INPUT DATA Block Start

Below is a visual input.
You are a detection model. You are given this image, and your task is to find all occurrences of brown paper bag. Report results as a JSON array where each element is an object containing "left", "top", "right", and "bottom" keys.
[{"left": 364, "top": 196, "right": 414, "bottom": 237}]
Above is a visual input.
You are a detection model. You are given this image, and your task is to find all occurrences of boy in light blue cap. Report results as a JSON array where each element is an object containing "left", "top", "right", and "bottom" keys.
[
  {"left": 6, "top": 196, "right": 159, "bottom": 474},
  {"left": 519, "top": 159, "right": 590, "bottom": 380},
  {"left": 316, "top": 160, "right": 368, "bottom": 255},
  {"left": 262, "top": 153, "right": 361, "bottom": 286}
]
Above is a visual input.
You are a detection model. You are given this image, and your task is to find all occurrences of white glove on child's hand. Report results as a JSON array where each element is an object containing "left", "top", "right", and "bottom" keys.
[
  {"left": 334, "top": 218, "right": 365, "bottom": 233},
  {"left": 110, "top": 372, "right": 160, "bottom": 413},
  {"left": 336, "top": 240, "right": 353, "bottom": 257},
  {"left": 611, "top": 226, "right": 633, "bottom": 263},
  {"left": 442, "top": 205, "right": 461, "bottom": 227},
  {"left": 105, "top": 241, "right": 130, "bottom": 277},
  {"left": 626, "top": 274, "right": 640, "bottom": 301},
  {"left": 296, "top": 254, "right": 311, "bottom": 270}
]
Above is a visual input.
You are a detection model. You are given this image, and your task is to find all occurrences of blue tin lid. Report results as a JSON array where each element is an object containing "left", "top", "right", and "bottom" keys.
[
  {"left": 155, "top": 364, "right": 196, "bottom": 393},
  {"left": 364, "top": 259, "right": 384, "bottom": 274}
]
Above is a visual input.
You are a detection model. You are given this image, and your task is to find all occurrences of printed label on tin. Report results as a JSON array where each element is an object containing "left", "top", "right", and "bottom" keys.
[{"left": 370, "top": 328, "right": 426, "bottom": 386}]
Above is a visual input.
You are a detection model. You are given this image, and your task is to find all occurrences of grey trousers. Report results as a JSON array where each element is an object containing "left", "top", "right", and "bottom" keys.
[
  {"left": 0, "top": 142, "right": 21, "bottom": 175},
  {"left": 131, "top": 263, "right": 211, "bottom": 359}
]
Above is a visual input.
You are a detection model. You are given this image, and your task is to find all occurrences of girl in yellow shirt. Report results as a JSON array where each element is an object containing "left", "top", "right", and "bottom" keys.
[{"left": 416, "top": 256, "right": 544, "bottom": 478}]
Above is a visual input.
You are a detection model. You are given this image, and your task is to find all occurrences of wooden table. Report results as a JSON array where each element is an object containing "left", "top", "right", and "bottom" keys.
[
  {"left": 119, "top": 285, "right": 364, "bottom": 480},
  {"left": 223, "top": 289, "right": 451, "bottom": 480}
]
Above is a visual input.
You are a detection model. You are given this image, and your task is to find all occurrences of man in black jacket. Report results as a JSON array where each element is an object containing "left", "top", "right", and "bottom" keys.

INPUT DATA Block End

* WHAT YOU SHOULD DO *
Please copy the material exactly, line for line.

* WRITTEN SOLUTION *
Below is a visual input.
You are a detection model. You are given this image, and your task is to find all occurrences of brown paper bag. Report results as a JSON array where each element is an object containing "left", "top", "right", and "bottom" keys.
[{"left": 364, "top": 196, "right": 414, "bottom": 237}]
Above is a visual input.
You are a detection model. You are given this image, and your task is to find all occurrences of boy in light blue cap. Report results as a JSON array where each element is an object containing "left", "top", "right", and "bottom" keys.
[
  {"left": 6, "top": 196, "right": 159, "bottom": 474},
  {"left": 519, "top": 159, "right": 590, "bottom": 380},
  {"left": 316, "top": 160, "right": 368, "bottom": 255},
  {"left": 262, "top": 153, "right": 361, "bottom": 286}
]
Above is a visual input.
You are a detection model. You are given this image, and your task is to find all occurrences of white glove on child's hand. Report results as a JSON array where each element is an object containing "left", "top", "right", and "bottom" keys.
[
  {"left": 334, "top": 218, "right": 365, "bottom": 233},
  {"left": 110, "top": 372, "right": 160, "bottom": 413},
  {"left": 336, "top": 240, "right": 353, "bottom": 257},
  {"left": 611, "top": 226, "right": 633, "bottom": 263},
  {"left": 442, "top": 205, "right": 461, "bottom": 227},
  {"left": 105, "top": 241, "right": 130, "bottom": 277},
  {"left": 626, "top": 274, "right": 640, "bottom": 301},
  {"left": 296, "top": 254, "right": 311, "bottom": 270}
]
Above is a visual input.
You are a detection model. You are given this image, and your task is to find all occurrences of blue tin lid. Report results as a JSON array where each element is an object containing "left", "top", "right", and "bottom" keys.
[
  {"left": 155, "top": 364, "right": 196, "bottom": 393},
  {"left": 364, "top": 259, "right": 384, "bottom": 274}
]
Above is a visual input.
You are a detection model. You are given this image, and your task is to find all occurrences of printed label on tin. Report results as a JSON array where each element is an object containing "left", "top", "right", and "bottom" keys.
[{"left": 370, "top": 328, "right": 426, "bottom": 386}]
Above is a visual input.
You are a detection model. You are given this image, and your task is to find all occurrences of grey trousers. Report results as a JSON array where each element is an object containing "left", "top", "right", and "bottom" keys.
[
  {"left": 0, "top": 142, "right": 21, "bottom": 175},
  {"left": 131, "top": 263, "right": 211, "bottom": 359}
]
Above is a visual input.
You are a detection model. You are given this image, and your task is to find all occurrences of girl in yellow shirt. Report results as a JSON array where each element is an object containing "left", "top", "right", and "bottom" keys.
[{"left": 416, "top": 256, "right": 544, "bottom": 478}]
Above is a visual input.
You are a detection model. You are given this image, and your task is to find all occurrences of wooden table. Report results as a JSON array where each element is an object containing "left", "top", "right", and "bottom" keys.
[
  {"left": 119, "top": 285, "right": 364, "bottom": 480},
  {"left": 223, "top": 289, "right": 451, "bottom": 480}
]
Above is a visual input.
You are a detection model. You are given this image, and your task is to find all occurrences of man in black jacket. Report results as a JSON array where each element is an object containing "left", "top", "right", and "bottom" keys.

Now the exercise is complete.